● **Texte**
━━━━

De quoi s’agit-il ? En réalité la réponse est très simple. Il y a une douzaine de milliers d’années nos ancêtres étaient encore des chasseurs-cueilleurs, ce qui signifie que les hommes partaient alentour avec des sagaies rudimentaires pour trouver du gibier et le ramener au campement alors que les femmes s’occupaient de leur progéniture et éventuellement collectaient quelques graines ou noix comestibles. Elles devaient également entretenir le feu situé au centre de l’abri, coudre les peaux de bêtes pour maintenir en état cet abri constitué de ces peaux de bêtes que les hommes rapportaient de leurs expéditions qu’elles préparaient à cette fin et éventuellement pour vêtir la communauté en hiver.
C’est vrai, j’ai débuté cette conversation sur ce thème avec une arrière pensée, la dichotomie entre la condition masculine et la condition féminine. Dans les communautés ancestrales, bien avant l’apparition de l’agriculture, l’homme, le mâle, était chasseur et sa ou ses compagnes étaient dans la « maison » pour prendre soin de la progéniture qui devait assurer la pérennité du groupe. Il y avait donc de fait un partage des responsabilités, on pourrait dire des fonctions, que chacun devait remplir pour la satisfaction et la survie du groupe. Les jeunes femmes, compte tenu de l’espérance de vie incertaine, plutôt limitée en réalité, se retrouvaient enceintes après leurs premières règles car il fallait absolument – il s’agit d’un instinct profondément ancré dans notre nature encore de nos jours – perpétuer l’espèce. Faire l’amour, on pourrait plutôt dire s’accoupler, était déjà l’un des passe-temps favoris de l’homme et je ne suis pas aussi affirmatif quant à l’intérêt que portaient les femmes à ce sujet.

━━━━

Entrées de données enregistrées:
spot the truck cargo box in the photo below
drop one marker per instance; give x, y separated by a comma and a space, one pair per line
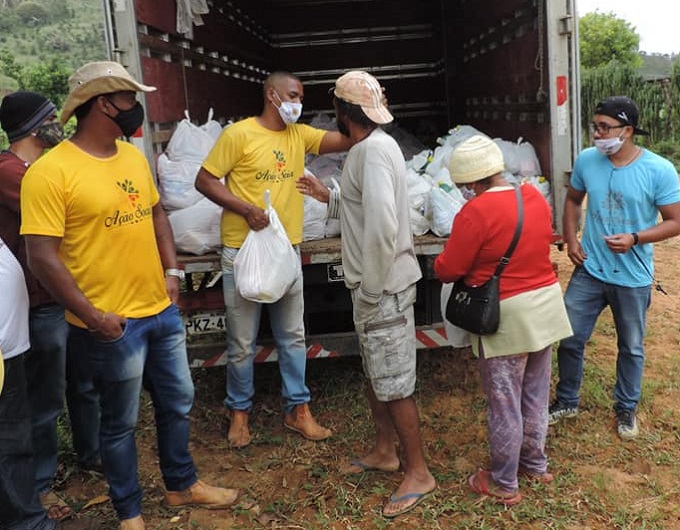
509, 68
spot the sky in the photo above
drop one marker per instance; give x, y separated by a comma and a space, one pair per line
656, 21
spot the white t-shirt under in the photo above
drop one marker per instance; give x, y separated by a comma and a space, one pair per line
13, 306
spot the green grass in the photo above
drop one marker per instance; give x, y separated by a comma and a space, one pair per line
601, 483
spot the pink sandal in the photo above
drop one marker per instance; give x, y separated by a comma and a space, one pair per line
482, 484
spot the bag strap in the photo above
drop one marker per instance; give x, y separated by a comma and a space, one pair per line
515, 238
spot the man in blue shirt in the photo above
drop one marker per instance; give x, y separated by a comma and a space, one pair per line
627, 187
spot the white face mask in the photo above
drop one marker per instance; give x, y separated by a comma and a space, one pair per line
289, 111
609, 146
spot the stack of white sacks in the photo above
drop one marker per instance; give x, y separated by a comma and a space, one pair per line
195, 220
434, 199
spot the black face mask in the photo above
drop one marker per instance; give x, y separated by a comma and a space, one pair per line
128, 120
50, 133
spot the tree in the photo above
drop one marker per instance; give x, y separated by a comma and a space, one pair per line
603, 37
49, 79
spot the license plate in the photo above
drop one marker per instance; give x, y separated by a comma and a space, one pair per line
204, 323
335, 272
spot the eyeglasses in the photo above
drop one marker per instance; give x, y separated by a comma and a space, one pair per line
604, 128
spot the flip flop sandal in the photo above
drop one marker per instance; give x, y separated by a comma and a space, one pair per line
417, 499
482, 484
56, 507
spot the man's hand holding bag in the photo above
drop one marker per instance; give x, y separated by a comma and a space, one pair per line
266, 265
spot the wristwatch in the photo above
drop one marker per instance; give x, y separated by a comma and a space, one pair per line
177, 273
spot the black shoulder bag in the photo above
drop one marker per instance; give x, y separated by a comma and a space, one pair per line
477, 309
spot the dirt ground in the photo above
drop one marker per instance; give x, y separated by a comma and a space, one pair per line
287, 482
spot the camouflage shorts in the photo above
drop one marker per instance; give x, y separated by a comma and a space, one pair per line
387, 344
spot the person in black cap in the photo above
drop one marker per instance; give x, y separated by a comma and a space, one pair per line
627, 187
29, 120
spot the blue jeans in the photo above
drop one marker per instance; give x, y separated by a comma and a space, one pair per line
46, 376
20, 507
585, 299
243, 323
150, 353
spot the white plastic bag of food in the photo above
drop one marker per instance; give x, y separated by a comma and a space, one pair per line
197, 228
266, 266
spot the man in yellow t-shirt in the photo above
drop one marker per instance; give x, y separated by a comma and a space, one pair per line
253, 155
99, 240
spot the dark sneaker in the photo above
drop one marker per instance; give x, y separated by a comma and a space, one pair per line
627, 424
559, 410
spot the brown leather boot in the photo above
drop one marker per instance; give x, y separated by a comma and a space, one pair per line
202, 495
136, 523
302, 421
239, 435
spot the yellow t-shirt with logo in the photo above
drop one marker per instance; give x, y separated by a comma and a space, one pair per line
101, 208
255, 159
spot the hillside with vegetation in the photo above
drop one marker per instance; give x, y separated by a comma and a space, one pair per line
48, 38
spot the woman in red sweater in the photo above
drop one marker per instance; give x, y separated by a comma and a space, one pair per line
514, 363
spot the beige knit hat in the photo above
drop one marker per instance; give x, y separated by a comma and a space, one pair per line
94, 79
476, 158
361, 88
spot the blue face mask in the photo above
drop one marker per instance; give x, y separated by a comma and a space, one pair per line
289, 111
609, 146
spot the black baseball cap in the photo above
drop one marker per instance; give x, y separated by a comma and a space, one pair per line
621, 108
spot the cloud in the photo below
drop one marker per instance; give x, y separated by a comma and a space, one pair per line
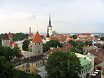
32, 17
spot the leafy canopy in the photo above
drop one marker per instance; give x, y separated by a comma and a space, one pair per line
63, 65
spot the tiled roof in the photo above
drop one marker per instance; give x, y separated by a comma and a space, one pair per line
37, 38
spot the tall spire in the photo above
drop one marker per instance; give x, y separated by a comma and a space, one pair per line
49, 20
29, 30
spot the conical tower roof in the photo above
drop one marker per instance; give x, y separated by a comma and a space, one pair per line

━━━━

● **Consignes**
D'après le texte sur les chasseurs-cueilleurs, où se trouvait le feu que les femmes devaient entretenir ?

● **Résultat attendu**
Au centre de l'abri.